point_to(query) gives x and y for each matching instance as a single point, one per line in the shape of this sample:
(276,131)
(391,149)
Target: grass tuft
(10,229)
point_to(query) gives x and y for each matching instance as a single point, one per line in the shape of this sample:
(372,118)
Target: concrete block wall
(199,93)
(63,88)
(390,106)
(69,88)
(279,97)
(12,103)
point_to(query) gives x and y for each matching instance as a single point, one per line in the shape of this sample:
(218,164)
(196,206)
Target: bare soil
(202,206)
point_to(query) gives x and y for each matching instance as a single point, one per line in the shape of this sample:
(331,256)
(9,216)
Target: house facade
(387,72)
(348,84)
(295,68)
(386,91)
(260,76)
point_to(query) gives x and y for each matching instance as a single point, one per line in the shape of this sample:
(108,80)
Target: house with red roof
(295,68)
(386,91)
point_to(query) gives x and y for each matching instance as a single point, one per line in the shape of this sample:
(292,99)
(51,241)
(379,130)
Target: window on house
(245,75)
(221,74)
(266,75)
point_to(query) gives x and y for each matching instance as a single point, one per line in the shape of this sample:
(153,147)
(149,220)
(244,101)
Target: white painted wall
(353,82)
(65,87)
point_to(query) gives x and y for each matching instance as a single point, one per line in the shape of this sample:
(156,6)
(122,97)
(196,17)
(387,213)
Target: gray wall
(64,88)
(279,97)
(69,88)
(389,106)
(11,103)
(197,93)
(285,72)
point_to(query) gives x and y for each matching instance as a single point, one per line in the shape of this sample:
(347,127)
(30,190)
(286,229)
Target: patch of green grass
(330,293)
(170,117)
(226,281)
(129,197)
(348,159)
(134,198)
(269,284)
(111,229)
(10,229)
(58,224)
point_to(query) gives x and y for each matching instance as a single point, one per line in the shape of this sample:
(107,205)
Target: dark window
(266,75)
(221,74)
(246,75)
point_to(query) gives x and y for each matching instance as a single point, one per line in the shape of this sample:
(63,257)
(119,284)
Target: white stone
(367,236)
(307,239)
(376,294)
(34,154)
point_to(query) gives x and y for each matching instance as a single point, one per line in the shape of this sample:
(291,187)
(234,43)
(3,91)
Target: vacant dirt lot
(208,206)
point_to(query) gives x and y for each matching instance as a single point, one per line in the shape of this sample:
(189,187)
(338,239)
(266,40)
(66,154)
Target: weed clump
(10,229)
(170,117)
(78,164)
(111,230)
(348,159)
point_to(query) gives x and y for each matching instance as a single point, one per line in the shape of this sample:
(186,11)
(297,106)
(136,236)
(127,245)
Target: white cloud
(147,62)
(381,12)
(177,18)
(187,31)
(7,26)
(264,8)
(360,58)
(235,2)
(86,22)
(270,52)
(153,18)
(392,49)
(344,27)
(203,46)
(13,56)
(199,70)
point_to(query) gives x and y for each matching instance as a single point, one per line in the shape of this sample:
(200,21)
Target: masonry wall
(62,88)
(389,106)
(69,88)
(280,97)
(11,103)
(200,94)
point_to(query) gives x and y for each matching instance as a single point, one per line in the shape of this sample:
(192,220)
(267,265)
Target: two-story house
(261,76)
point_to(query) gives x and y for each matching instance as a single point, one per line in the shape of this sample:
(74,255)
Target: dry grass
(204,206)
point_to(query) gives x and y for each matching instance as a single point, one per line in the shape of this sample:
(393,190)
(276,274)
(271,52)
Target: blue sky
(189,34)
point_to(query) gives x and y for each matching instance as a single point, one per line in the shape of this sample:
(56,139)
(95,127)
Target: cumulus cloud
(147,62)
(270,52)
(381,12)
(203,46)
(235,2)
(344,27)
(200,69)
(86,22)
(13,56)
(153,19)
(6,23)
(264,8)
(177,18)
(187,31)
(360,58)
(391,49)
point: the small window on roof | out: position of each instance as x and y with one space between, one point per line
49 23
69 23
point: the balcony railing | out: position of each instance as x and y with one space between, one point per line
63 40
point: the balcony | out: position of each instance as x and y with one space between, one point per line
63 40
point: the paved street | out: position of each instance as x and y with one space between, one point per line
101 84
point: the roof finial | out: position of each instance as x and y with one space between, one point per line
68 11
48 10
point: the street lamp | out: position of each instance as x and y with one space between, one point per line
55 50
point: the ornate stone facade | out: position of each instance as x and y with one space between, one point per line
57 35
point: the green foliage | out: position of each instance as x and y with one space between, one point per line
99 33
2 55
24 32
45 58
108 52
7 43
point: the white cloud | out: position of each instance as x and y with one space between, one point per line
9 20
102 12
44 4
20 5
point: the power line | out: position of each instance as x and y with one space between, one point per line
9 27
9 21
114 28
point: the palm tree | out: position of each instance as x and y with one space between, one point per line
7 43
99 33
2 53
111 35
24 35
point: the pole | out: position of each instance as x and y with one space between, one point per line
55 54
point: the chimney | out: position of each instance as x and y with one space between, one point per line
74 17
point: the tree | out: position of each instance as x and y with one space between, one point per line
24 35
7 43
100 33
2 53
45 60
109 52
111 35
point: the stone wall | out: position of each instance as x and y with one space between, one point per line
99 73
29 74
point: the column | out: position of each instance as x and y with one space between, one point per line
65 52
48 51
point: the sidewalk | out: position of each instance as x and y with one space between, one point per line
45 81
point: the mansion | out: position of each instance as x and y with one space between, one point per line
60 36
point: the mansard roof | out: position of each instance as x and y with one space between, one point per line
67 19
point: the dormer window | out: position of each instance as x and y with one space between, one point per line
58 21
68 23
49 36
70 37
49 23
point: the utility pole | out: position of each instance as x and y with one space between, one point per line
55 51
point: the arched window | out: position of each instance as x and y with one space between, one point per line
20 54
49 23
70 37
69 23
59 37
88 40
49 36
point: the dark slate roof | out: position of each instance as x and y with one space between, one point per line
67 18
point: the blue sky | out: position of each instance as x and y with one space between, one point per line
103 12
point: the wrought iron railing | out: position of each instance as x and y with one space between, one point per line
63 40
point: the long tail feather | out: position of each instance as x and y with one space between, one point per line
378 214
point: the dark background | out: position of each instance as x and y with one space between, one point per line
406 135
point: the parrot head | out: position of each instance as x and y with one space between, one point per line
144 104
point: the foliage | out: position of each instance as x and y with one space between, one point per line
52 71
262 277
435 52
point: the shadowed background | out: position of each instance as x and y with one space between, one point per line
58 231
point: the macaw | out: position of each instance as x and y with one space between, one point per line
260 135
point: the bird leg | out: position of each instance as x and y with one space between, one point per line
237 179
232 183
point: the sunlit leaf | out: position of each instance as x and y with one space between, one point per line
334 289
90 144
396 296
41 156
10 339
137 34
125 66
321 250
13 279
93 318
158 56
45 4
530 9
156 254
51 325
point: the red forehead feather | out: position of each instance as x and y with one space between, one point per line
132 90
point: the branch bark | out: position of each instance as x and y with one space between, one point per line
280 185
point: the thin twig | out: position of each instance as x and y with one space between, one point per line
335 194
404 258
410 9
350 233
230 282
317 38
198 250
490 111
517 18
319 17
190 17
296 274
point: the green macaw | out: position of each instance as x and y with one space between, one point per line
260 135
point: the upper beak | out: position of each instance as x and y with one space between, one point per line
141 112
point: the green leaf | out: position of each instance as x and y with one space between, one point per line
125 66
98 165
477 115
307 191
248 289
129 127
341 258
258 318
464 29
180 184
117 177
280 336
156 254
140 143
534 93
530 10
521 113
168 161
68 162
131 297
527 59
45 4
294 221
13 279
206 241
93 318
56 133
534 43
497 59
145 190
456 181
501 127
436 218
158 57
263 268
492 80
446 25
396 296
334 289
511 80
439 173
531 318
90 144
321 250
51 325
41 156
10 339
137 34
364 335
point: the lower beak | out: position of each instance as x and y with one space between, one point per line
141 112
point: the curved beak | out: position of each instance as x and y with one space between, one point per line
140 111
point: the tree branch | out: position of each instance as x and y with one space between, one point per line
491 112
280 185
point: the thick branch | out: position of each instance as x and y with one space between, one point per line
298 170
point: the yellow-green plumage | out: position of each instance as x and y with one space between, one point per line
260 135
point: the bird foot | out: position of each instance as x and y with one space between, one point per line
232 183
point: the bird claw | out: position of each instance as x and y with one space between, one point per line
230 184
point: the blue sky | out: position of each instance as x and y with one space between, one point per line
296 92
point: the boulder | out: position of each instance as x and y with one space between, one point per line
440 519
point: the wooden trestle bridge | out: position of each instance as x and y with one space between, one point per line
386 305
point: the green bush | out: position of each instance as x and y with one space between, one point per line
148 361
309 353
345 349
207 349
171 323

**What needs to be done:** Render as a numbered list every line of the items, starting with the line that contains "point: the bird claw" and continuing through the end of the items, with blank lines omitted.

**Solution to the exercise:**
1. point: the bird claw | out: position of each instance as x and y with one space between, one point per line
2. 230 184
3. point: the blue sky | out: position of each instance as x and y with one space between, one point per line
4. 296 92
5. point: the boulder | out: position of each instance as x and y with one space between, one point per line
6. 440 519
7. point: the wooden trestle bridge | out: position of each instance as x and y with one space between, one point per line
8. 386 305
9. point: the green bush | out: position of each instance as x and y with one space between, one point per line
10. 148 361
11. 309 353
12. 345 349
13. 207 349
14. 171 323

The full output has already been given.